# Supplied passage
So then it’s the second pass of this puzzle-like process of changing tempos by 0.5 BPM and changing or cutting stuff to make it fit.
When composing for a game, there are so many different things a player can do while music is playing. How do you ensure the music you produce is appropriate for what the player is doing or concentrating on at that moment?
BT: You have to allow for dynamism, and by that, I don’t just mean “music goes loud, the music goes quiet.”
For example, a game I worked on, Paradise Killer, has a playlist system in music.
So your music has to be a broad range of styles and dynamics but essentially has to fit everything the player could be doing. So say there are 16 tracks in the game, and they can go around and pick them up in any order; I just had to tie those together so that every track made sense for every possible situation.
Sentry’s slightly different approach in that we have a dynamic music system. So if you take a combat level, for example, you’ll have a piece of music for the setup phase which will ramp up to a higher intensity version of the same piece of music for the combat phase.
Then that can ramp down when the enemies aren’t near you, or you haven’t seen them in a while. Then you have your final wave where it’s gonna go high up. So for Sentry, I wrote four pieces of music that all share a tempo and key along with other rhythmically, harmonically, and melodically of each so that you can move between these pieces of music dynamically based on the action on screen.
After the announcement trailer was released and it went viral on Reddit, how are you and the devs feeling about people’s reaction to the game as you push towards an early access release sometime next year?
BT: That viral Reddit post was a big shot in the arm.
I can’t speak for the other devs on the team, but I know that when I’m in the development process, in isolation, you can start to lose sight of some of the qualities that make the game great but seeing the reaction on Reddit reminded me that we’re making a great game.
As the game gets farther in the development process, we will have more to show off. Especially musically. Sentry is an exciting game to work on because it’s a chance to explore Sci-Fi Music and Sci-Fi musical themes and push those into directions they don’t get pushed very often.
On the surface, Sentry is a Sci-Fi game, but we have a lot of plans for where the game goes beyond just the industrial spaceship stuff you see in the trailer. It’ll be exciting to see how we can push the music in other directions.

# Information shown
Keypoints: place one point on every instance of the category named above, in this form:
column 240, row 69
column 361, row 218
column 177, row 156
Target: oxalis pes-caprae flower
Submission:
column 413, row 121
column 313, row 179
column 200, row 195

# Requirement
Answer these questions from the interview:
(a) What kind of music system does Paradise Killer have?
(b) How many pieces of music were written for Sentry, and what two things do they all share?
(c) On which site did the announcement trailer go viral?
The records come from a different source than the interview.

# Result
(a) A playlist system.
(b) Four pieces, which all share a tempo and key.
(c) Reddit.